(Stored items)
- - - -

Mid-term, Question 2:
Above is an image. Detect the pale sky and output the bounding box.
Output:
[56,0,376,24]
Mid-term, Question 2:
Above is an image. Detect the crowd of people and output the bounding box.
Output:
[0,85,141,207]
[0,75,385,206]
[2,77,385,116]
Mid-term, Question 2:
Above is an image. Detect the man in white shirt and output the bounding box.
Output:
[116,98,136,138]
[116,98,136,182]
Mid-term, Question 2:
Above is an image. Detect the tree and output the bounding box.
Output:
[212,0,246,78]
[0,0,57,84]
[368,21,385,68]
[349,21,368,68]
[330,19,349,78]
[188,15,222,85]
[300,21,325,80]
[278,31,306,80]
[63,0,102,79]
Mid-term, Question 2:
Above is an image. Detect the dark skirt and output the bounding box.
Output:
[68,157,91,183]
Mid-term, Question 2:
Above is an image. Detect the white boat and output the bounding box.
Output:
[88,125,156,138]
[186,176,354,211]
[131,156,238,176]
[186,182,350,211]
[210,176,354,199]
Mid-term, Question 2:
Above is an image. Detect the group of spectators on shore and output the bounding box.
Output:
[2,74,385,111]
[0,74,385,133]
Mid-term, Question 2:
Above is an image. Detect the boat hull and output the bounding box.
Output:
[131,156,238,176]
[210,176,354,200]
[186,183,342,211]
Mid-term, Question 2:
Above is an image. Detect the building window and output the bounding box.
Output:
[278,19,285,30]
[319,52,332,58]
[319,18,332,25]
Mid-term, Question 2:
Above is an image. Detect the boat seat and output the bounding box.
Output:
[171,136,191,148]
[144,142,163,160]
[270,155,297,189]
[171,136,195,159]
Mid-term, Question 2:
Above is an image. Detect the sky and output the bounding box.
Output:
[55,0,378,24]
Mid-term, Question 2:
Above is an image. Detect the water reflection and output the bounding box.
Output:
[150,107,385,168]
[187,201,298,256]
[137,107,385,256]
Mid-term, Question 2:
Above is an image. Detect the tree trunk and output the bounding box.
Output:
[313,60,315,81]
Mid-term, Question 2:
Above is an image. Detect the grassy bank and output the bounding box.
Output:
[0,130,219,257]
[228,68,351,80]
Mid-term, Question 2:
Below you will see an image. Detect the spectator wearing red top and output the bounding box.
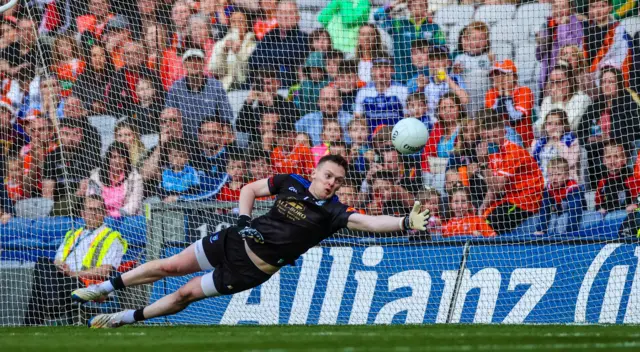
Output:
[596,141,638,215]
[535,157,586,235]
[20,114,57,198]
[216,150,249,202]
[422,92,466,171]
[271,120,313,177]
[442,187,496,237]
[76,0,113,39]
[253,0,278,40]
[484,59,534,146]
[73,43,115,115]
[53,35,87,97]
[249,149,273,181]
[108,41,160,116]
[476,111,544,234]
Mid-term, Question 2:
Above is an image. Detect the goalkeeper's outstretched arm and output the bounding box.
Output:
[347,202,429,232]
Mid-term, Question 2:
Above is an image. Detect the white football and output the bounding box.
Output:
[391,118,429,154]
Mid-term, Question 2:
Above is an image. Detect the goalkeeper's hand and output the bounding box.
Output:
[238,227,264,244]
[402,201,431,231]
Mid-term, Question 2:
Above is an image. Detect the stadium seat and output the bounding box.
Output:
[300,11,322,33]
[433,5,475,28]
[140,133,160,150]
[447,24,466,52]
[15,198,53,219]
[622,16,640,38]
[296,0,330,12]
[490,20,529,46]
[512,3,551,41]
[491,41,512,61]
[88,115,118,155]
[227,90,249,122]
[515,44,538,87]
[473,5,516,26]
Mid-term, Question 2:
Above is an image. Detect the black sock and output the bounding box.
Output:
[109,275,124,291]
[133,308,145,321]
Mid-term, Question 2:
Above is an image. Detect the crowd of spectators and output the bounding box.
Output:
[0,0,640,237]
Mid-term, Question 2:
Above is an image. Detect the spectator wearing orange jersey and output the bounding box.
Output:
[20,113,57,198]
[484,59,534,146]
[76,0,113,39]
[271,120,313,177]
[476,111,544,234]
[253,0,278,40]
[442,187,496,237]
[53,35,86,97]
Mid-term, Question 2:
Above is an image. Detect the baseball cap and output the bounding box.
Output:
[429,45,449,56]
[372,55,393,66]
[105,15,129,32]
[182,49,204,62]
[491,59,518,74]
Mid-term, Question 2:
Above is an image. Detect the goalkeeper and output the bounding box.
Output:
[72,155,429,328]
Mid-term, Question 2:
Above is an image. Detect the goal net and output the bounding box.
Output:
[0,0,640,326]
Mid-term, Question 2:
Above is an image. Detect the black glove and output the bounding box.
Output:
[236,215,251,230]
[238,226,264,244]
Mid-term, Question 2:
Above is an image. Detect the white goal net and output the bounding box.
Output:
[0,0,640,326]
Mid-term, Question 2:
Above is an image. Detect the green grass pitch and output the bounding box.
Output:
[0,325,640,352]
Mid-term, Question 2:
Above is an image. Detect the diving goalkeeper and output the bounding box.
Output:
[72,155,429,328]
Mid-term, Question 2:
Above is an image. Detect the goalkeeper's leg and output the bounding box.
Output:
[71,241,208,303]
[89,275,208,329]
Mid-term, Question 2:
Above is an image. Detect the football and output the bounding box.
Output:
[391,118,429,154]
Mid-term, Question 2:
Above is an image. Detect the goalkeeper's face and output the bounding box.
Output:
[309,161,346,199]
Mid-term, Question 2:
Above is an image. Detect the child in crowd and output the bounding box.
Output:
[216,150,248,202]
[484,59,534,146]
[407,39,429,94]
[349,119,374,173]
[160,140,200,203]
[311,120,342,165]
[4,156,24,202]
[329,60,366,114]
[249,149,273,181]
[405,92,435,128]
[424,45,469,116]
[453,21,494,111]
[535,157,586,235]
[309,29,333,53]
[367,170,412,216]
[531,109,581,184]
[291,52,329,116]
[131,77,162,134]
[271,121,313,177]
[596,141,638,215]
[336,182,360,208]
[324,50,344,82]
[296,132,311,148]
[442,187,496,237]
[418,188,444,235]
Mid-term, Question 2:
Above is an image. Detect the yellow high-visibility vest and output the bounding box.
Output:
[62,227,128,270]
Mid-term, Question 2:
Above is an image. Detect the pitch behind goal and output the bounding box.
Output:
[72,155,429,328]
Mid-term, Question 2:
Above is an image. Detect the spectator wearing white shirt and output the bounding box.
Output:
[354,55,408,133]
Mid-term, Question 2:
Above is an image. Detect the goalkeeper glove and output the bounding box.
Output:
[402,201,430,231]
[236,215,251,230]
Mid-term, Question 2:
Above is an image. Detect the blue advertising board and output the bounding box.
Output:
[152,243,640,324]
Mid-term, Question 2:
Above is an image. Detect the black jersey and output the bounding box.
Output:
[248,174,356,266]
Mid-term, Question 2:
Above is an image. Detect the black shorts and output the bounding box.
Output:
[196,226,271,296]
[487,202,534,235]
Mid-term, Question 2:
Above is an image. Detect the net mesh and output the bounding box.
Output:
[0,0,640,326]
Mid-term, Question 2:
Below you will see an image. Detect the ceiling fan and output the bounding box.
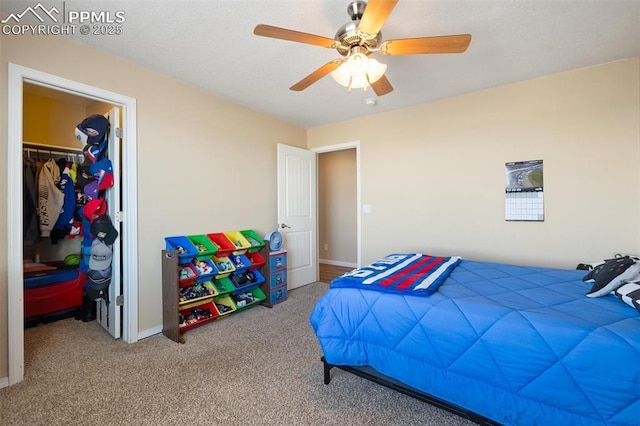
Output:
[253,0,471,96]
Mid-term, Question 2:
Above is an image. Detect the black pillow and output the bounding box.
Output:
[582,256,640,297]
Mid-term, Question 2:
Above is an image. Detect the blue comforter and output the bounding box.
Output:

- - - -

- _TASK DESCRIPTION_
Copy the stretch of data from its start through the line containing "[116,98,136,182]", reproducing every line unchanged.

- _ANSWER_
Mid-term, Question 2:
Above is an image. Detect the pale sky and output the bounding box.
Output:
[56,0,376,24]
Mid-term, Question 2:
Above is an image. Detect the crowd of people and output the bounding box.
Output:
[0,85,141,207]
[0,75,385,206]
[2,77,385,116]
Mid-term, Question 2:
Above is an image. Detect the man in white shirt and output the bounding box.
Output:
[116,98,136,138]
[116,98,136,182]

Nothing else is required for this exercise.